## [ASSIGNED TASK]
Across all of the records below, determine the number of lines containing the string "instance"; reply with that number only.

Data extracted from a collection:
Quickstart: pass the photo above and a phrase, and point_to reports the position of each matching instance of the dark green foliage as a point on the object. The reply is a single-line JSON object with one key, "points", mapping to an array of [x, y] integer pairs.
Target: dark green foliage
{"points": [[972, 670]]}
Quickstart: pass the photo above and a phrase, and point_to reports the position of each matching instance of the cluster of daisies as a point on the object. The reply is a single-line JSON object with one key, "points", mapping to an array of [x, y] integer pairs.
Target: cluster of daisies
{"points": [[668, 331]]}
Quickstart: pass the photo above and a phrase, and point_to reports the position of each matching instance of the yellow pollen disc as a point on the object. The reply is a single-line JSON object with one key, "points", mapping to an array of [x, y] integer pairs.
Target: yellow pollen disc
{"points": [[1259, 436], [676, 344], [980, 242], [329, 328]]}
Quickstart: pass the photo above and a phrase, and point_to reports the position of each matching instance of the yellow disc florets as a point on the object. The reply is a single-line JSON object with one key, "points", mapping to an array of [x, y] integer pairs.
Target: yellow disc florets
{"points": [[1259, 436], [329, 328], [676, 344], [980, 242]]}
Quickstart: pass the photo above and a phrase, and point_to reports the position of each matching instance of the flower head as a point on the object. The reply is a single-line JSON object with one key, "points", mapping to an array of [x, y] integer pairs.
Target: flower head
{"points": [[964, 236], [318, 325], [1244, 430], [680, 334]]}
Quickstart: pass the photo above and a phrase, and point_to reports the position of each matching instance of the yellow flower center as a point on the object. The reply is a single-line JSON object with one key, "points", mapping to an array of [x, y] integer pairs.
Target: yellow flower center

## [OUTPUT FOR THIS EXERCISE]
6